TASK BRIEF
Output every one of the lines below verbatim, from first to last, and omit the pictures.

DATA EXTRACT
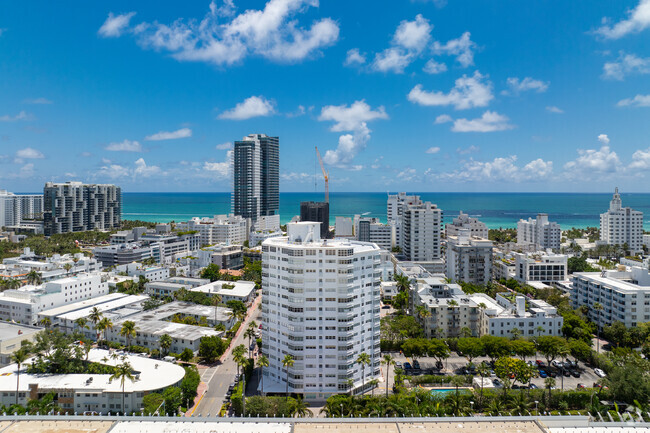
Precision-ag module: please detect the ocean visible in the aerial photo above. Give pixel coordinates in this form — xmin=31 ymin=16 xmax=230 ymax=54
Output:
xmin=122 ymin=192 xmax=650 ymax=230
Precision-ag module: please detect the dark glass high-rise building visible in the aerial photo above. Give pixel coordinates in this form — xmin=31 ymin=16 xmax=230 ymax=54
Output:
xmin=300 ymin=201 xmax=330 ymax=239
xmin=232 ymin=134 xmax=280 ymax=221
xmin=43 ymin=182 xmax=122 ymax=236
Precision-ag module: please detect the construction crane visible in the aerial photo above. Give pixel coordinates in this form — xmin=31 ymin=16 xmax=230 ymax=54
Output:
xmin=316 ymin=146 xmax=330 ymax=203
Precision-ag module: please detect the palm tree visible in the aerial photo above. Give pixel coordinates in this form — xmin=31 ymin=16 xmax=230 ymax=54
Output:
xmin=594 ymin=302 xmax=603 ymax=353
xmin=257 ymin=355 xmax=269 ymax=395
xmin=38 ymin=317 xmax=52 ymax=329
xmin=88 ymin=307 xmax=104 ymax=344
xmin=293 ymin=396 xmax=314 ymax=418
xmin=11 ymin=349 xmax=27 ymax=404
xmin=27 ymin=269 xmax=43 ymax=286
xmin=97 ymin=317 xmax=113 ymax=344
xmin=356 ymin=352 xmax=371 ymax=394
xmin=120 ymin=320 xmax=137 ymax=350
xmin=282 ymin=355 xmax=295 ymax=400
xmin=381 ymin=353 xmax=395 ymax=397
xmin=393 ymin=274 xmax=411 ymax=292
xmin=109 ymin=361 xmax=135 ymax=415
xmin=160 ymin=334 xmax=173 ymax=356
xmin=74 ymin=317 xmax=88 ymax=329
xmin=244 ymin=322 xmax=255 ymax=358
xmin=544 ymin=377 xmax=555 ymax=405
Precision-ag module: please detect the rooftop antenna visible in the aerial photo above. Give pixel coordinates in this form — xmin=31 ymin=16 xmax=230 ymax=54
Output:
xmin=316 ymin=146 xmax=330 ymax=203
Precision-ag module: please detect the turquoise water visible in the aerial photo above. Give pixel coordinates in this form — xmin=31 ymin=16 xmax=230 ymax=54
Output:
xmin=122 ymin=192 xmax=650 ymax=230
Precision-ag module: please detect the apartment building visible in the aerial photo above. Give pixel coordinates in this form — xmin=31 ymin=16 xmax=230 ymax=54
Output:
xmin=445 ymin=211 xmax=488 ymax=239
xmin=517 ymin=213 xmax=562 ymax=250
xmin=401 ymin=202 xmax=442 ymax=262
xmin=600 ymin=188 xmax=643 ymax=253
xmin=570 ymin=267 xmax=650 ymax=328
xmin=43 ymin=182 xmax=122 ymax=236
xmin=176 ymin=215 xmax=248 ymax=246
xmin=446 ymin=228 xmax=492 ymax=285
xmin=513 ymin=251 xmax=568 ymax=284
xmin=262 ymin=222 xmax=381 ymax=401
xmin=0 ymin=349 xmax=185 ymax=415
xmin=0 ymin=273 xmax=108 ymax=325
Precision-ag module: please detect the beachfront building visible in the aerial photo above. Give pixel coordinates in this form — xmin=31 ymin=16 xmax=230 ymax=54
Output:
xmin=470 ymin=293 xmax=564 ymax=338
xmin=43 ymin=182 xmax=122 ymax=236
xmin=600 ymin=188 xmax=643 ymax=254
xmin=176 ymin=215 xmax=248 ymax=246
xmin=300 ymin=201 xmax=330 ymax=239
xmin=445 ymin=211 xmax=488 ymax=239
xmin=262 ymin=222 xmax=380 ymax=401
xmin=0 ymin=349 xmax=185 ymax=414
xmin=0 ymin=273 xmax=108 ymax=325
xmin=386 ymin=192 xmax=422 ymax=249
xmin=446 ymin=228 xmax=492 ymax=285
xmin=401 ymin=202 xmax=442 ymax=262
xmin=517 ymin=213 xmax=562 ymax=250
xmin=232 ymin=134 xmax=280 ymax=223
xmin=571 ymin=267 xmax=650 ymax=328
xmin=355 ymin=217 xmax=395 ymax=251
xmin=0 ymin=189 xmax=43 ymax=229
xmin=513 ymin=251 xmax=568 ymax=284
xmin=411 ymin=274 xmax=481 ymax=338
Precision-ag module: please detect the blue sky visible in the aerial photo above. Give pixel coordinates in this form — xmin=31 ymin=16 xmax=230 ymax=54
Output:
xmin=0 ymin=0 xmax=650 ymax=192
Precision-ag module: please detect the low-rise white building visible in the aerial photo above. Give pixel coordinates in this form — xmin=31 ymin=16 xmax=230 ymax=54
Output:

ANSWER BELOW
Precision-ag module: please detect the ocean visible in the aerial photo above. Give pixel coordinates in this form — xmin=31 ymin=16 xmax=230 ymax=54
Output:
xmin=122 ymin=192 xmax=650 ymax=230
Precision-ag module: please detect the dark glass high-rise building visible in the aerial photo above. Give pixel coordinates in this form — xmin=31 ymin=16 xmax=230 ymax=54
Output:
xmin=300 ymin=201 xmax=330 ymax=239
xmin=232 ymin=134 xmax=280 ymax=221
xmin=43 ymin=182 xmax=122 ymax=236
Precision-ag module: please detect the construction crane visible in the aerial photo above. Give pixel coordinates in this form — xmin=31 ymin=16 xmax=230 ymax=54
Output:
xmin=316 ymin=146 xmax=330 ymax=203
Precision-ag module: please detect the palm tree visible in the aerial photo above. Give pixel coordinates in this form — xmin=31 ymin=16 xmax=230 ymax=54
Output:
xmin=594 ymin=302 xmax=603 ymax=353
xmin=257 ymin=355 xmax=269 ymax=395
xmin=38 ymin=317 xmax=52 ymax=329
xmin=88 ymin=307 xmax=104 ymax=344
xmin=293 ymin=396 xmax=314 ymax=418
xmin=11 ymin=349 xmax=27 ymax=404
xmin=27 ymin=269 xmax=43 ymax=286
xmin=97 ymin=317 xmax=113 ymax=344
xmin=356 ymin=352 xmax=371 ymax=394
xmin=120 ymin=320 xmax=137 ymax=350
xmin=282 ymin=355 xmax=295 ymax=400
xmin=381 ymin=353 xmax=395 ymax=397
xmin=393 ymin=274 xmax=411 ymax=292
xmin=109 ymin=361 xmax=135 ymax=415
xmin=160 ymin=334 xmax=173 ymax=356
xmin=74 ymin=317 xmax=88 ymax=329
xmin=244 ymin=322 xmax=255 ymax=358
xmin=544 ymin=377 xmax=555 ymax=405
Precision-ag module: please detect the rooftop antenna visible in the aerial photo above. Give pixel coordinates in this form — xmin=31 ymin=16 xmax=230 ymax=54
Output:
xmin=316 ymin=146 xmax=330 ymax=203
Precision-ag module: please detect the turquoise water visible in the aerial photo above. Give pixel coordinates in this form — xmin=31 ymin=16 xmax=230 ymax=54
Output:
xmin=122 ymin=192 xmax=650 ymax=230
Precision-ag module: please detect the apartment building visible in the aerial photo above. Give pixel coordinates in this form — xmin=31 ymin=16 xmax=230 ymax=54
Output:
xmin=445 ymin=211 xmax=488 ymax=239
xmin=517 ymin=213 xmax=562 ymax=250
xmin=401 ymin=202 xmax=442 ymax=262
xmin=600 ymin=188 xmax=643 ymax=253
xmin=570 ymin=267 xmax=650 ymax=328
xmin=43 ymin=182 xmax=122 ymax=236
xmin=176 ymin=215 xmax=248 ymax=246
xmin=446 ymin=228 xmax=492 ymax=285
xmin=513 ymin=251 xmax=568 ymax=284
xmin=262 ymin=222 xmax=381 ymax=401
xmin=0 ymin=349 xmax=185 ymax=415
xmin=0 ymin=273 xmax=108 ymax=325
Precision-ag module: please detect the beachfront building visible in the aerial photo above. Give pixel coordinates in this form — xmin=31 ymin=16 xmax=230 ymax=54
Output:
xmin=470 ymin=293 xmax=564 ymax=338
xmin=43 ymin=182 xmax=122 ymax=236
xmin=600 ymin=188 xmax=643 ymax=254
xmin=176 ymin=215 xmax=248 ymax=246
xmin=300 ymin=201 xmax=330 ymax=239
xmin=445 ymin=211 xmax=488 ymax=239
xmin=262 ymin=222 xmax=380 ymax=401
xmin=0 ymin=349 xmax=185 ymax=414
xmin=0 ymin=273 xmax=108 ymax=325
xmin=386 ymin=192 xmax=422 ymax=249
xmin=446 ymin=228 xmax=492 ymax=285
xmin=401 ymin=202 xmax=442 ymax=262
xmin=517 ymin=213 xmax=562 ymax=250
xmin=232 ymin=134 xmax=280 ymax=223
xmin=571 ymin=267 xmax=650 ymax=328
xmin=355 ymin=217 xmax=395 ymax=251
xmin=0 ymin=189 xmax=43 ymax=229
xmin=513 ymin=251 xmax=568 ymax=284
xmin=411 ymin=274 xmax=481 ymax=338
Precision-ag module: please detect the blue sky visible in the aerial photo above. Give pixel coordinates in this form — xmin=31 ymin=16 xmax=230 ymax=54
Output:
xmin=0 ymin=0 xmax=650 ymax=192
Precision-ag module: please detect the low-rise white building visible in the aerial photo above. Give pixel coordinates in this form — xmin=31 ymin=16 xmax=230 ymax=54
Output:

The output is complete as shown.